[start of Given entries]

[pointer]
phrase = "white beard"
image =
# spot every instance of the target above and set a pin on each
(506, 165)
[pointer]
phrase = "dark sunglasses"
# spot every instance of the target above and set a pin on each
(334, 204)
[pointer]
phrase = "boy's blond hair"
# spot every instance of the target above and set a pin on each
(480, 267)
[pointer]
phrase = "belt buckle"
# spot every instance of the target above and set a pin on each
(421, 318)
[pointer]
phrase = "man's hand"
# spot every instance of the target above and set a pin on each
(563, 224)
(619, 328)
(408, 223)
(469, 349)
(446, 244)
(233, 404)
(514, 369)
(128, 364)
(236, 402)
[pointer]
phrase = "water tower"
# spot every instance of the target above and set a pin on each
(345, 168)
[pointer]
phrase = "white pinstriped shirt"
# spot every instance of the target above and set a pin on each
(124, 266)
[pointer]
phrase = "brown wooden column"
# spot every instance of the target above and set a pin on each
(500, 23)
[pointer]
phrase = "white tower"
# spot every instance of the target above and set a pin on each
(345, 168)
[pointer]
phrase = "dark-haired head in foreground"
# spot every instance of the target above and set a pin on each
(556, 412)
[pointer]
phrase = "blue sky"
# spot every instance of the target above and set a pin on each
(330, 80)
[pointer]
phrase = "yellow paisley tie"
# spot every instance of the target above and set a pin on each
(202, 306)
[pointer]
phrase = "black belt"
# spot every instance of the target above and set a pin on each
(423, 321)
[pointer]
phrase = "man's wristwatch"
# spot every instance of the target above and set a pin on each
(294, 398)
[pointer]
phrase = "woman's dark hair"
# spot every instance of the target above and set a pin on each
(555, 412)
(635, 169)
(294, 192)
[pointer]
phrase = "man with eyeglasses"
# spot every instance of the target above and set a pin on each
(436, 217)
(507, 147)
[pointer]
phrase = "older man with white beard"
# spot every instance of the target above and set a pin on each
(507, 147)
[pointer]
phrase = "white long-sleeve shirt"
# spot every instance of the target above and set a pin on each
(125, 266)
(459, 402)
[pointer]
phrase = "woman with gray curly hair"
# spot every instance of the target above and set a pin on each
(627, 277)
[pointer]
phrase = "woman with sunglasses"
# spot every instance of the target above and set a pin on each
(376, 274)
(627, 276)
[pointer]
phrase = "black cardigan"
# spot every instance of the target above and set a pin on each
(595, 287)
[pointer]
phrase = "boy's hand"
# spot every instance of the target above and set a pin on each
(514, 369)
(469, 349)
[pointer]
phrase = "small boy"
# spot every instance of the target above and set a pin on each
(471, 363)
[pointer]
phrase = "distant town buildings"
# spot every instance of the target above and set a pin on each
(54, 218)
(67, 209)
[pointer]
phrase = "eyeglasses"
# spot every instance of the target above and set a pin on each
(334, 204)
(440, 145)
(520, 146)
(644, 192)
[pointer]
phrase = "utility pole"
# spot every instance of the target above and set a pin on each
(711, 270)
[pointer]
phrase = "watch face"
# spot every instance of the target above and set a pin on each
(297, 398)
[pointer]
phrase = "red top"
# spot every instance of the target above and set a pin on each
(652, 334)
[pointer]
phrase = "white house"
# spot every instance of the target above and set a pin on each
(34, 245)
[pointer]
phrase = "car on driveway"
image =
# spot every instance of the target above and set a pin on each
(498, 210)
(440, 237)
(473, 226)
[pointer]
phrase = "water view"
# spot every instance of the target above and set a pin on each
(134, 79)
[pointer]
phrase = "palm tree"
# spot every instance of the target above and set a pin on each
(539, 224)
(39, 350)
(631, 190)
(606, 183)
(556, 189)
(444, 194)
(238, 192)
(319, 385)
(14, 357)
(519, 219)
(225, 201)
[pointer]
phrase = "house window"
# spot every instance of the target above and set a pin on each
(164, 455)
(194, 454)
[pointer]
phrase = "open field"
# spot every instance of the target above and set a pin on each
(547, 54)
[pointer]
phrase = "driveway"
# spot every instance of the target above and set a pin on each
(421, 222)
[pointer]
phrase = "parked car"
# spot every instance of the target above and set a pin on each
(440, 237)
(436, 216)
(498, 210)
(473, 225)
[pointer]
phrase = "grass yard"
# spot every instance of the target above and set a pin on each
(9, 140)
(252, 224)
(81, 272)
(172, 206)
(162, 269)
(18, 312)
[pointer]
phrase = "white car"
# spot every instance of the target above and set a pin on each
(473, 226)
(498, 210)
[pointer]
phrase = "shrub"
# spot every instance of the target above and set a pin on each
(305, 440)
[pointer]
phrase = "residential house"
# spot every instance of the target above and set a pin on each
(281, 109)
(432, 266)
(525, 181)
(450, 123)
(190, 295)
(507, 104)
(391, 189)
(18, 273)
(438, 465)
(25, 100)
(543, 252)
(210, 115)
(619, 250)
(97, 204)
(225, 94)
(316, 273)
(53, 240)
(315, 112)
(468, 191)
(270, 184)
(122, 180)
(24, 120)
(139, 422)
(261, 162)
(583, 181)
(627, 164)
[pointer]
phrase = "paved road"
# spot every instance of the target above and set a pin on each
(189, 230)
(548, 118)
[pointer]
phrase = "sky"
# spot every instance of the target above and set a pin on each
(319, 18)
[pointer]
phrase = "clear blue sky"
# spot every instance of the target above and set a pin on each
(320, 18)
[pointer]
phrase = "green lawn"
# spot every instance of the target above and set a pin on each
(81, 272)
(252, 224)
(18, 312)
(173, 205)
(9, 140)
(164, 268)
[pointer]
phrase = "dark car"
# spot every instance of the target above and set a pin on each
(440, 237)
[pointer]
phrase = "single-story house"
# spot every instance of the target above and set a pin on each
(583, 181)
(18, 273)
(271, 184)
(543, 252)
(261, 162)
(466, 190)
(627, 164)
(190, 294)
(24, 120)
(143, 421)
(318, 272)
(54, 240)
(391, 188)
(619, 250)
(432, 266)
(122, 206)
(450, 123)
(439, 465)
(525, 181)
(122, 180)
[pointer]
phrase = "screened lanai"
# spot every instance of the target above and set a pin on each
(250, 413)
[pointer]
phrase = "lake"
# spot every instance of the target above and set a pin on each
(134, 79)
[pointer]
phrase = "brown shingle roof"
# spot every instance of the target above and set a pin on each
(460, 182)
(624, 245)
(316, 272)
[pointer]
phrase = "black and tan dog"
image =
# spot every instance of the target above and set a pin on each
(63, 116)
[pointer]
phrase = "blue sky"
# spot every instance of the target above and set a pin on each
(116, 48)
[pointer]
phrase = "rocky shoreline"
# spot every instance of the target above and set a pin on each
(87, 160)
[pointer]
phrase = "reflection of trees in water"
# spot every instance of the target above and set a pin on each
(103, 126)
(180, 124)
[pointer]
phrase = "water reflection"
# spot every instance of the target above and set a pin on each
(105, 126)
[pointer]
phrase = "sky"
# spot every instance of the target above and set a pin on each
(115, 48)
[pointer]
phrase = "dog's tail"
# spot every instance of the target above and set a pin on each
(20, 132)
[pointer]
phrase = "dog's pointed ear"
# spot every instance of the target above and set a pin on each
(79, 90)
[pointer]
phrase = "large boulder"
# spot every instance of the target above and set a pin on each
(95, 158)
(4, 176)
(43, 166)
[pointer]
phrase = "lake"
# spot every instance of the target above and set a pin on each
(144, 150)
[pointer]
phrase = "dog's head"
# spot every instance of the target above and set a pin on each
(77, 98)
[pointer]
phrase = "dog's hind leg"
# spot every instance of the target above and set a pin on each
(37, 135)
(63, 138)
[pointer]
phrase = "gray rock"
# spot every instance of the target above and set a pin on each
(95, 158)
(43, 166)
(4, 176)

[end of Given entries]

To do
Please repeat the listing exactly, with nothing left out.

Expected output
[pointer]
phrase = "white beard"
image =
# spot every instance of the target above and set a pin on each
(506, 165)
[pointer]
phrase = "dark sunglasses"
# spot every instance of the target above and set a pin on each
(334, 204)
[pointer]
phrase = "boy's blond hair"
# spot every instance of the target above and set a pin on each
(480, 267)
[pointer]
phrase = "belt buckle"
# spot every instance of the target above and set a pin on each
(421, 318)
[pointer]
phrase = "man's hand"
# spot every instance of the target above and set a pin on each
(563, 224)
(619, 328)
(408, 223)
(469, 349)
(446, 244)
(233, 404)
(514, 369)
(128, 364)
(236, 402)
[pointer]
phrase = "water tower"
# spot every instance of the target above and set a pin on each
(345, 168)
[pointer]
phrase = "white pinstriped shirt"
# spot every instance of the target above and set a pin on each
(124, 266)
[pointer]
phrase = "brown wooden column"
# spot every instance of the target above and set a pin on each
(500, 23)
[pointer]
phrase = "white tower"
# spot every instance of the target above and set a pin on each
(345, 168)
[pointer]
phrase = "dark-haired head in foreground"
# spot every instance of the target above and set a pin on each
(556, 412)
[pointer]
phrase = "blue sky"
# spot every instance of the target above and set a pin on each
(330, 80)
[pointer]
phrase = "yellow paisley tie"
# spot every instance of the target above and set a pin on each
(202, 306)
[pointer]
phrase = "black belt"
# spot every instance of the target above and set a pin on each
(423, 321)
[pointer]
phrase = "man's wristwatch"
# spot every instance of the target above and set a pin on each
(294, 398)
[pointer]
phrase = "woman's dark hair"
# spot every instance of the target above and set a pin on each
(555, 412)
(635, 169)
(294, 192)
[pointer]
phrase = "man with eyeglasses"
# spot every instance of the target above and set a pin on each
(436, 217)
(507, 147)
[pointer]
phrase = "older man with white beard"
# spot every instance of the target above and set a pin on each
(507, 147)
[pointer]
phrase = "white long-sleeve shirt"
# spot every instance of the target above and set a pin on each
(125, 266)
(459, 402)
[pointer]
phrase = "woman with gray curly hair"
# spot every instance of the target above and set a pin on each
(627, 277)
[pointer]
phrase = "woman with sunglasses"
# spot every instance of the target above and set a pin on each
(376, 274)
(627, 276)
[pointer]
phrase = "black cardigan"
# spot every instance of the target above and set a pin on each
(595, 287)
[pointer]
phrase = "boy's hand"
# spot every instance of the target above and set a pin on each
(514, 369)
(469, 349)
[pointer]
phrase = "small boy"
# spot every instance of the target above and set a pin on each
(471, 363)
[pointer]
phrase = "distant town buildings"
# spot every instance of the target above and set a pin on each
(54, 218)
(67, 209)
[pointer]
phrase = "eyeglasses"
# spot every instance of the target above and set a pin on each
(334, 204)
(440, 145)
(520, 146)
(644, 192)
[pointer]
phrase = "utility pole"
# spot every instance of the target above and set a pin on each
(711, 270)
[pointer]
phrase = "watch face"
# spot every instance of the target above and set a pin on each
(297, 398)
[pointer]
phrase = "red top"
# spot every instance of the target above and set a pin on each
(652, 334)
[pointer]
phrase = "white house"
# spot every instance of the target above and set a pin on each
(34, 245)
[pointer]
phrase = "car on driveway"
image =
# spot every instance of the target above and set a pin on each
(498, 210)
(440, 237)
(473, 226)
[pointer]
phrase = "water view"
# spot every instance of the target above and set a pin on each
(134, 79)
[pointer]
phrase = "palm tree"
# spot every instance of the target above and set a pin on each
(539, 224)
(39, 350)
(631, 190)
(606, 183)
(556, 189)
(444, 194)
(238, 192)
(319, 385)
(14, 357)
(519, 219)
(225, 201)
[pointer]
phrase = "house window"
# spot every instance of the target above and set a pin on each
(164, 455)
(194, 454)
[pointer]
phrase = "open field"
# spot every instance of the target above and set a pin on each
(547, 54)
[pointer]
phrase = "driveway"
# spot every instance of the target above and set a pin on each
(421, 222)
[pointer]
phrase = "parked car"
# spot every instance of the target above and set a pin on each
(440, 237)
(436, 216)
(498, 210)
(473, 225)
[pointer]
phrase = "grass yard"
# spot every instance of the target above and set a pin on each
(9, 140)
(252, 224)
(81, 272)
(172, 206)
(162, 269)
(18, 312)
[pointer]
phrase = "white car"
# spot every instance of the target above and set a pin on each
(473, 226)
(498, 210)
[pointer]
phrase = "shrub"
# spot every instance of the target above and set a pin on each
(305, 440)
[pointer]
phrase = "residential house"
# spot every instance of the target above and set a pin on each
(281, 109)
(432, 266)
(525, 181)
(450, 123)
(190, 295)
(507, 104)
(391, 189)
(18, 273)
(438, 465)
(25, 100)
(543, 252)
(210, 115)
(619, 250)
(97, 204)
(225, 94)
(316, 273)
(53, 240)
(315, 112)
(468, 191)
(270, 184)
(122, 180)
(24, 120)
(139, 422)
(261, 162)
(583, 181)
(627, 164)
[pointer]
phrase = "paved road"
# spot every instance of the target above and set a pin on each
(189, 230)
(548, 118)
[pointer]
phrase = "sky"
# spot every instance of the target above and set a pin on each
(319, 18)
[pointer]
phrase = "clear blue sky"
# spot every instance of the target above and set a pin on each
(320, 18)
[pointer]
phrase = "green lawn"
# spot every instance of the target above and set a pin on each
(81, 272)
(252, 224)
(18, 312)
(173, 205)
(9, 140)
(164, 268)
[pointer]
phrase = "dark car"
# spot every instance of the target above and set a pin on each
(440, 237)
[pointer]
phrase = "single-story house"
# spot every instance of the target above and set a pin on each
(583, 181)
(18, 273)
(271, 184)
(543, 252)
(261, 162)
(466, 190)
(627, 164)
(190, 294)
(24, 120)
(143, 421)
(318, 272)
(54, 240)
(391, 188)
(619, 250)
(432, 266)
(122, 206)
(450, 123)
(439, 465)
(525, 181)
(122, 180)
[pointer]
phrase = "screened lanai"
# spot every instance of the target above and set a pin on each
(250, 413)
[pointer]
phrase = "lake"
# spot every instance of the target above and set a pin on each
(134, 79)
[pointer]
phrase = "brown shingle roof"
# spot every instance of the target above and set a pin on each
(460, 182)
(624, 245)
(316, 272)
[pointer]
phrase = "black and tan dog"
image =
# spot every instance of the target above and set a pin on each
(63, 116)
[pointer]
phrase = "blue sky"
# spot every instance of the target above and set a pin on each
(116, 48)
[pointer]
phrase = "rocky shoreline"
# spot every instance of the target above and set a pin on each
(87, 160)
[pointer]
phrase = "reflection of trees in water"
# spot every instance of the target above and set a pin on each
(103, 126)
(180, 124)
[pointer]
phrase = "water reflection"
# spot every instance of the target above and set a pin on each
(105, 126)
[pointer]
phrase = "sky"
# spot every instance of the target above and set a pin on each
(115, 48)
[pointer]
phrase = "dog's tail"
# spot every instance of the target above and set a pin on each
(20, 132)
[pointer]
phrase = "dog's pointed ear"
# spot every instance of the target above and set a pin on each
(79, 90)
[pointer]
phrase = "large boulder"
# spot every instance of the target above and set a pin on each
(95, 158)
(4, 176)
(43, 166)
[pointer]
phrase = "lake"
# spot every instance of the target above and set a pin on each
(144, 150)
[pointer]
phrase = "dog's head"
# spot every instance of the target above and set a pin on each
(77, 98)
[pointer]
phrase = "dog's hind leg"
# spot every instance of the target above and set a pin on each
(37, 135)
(63, 138)
[pointer]
phrase = "gray rock"
# spot every instance of the target above and set a pin on each
(95, 158)
(43, 166)
(4, 176)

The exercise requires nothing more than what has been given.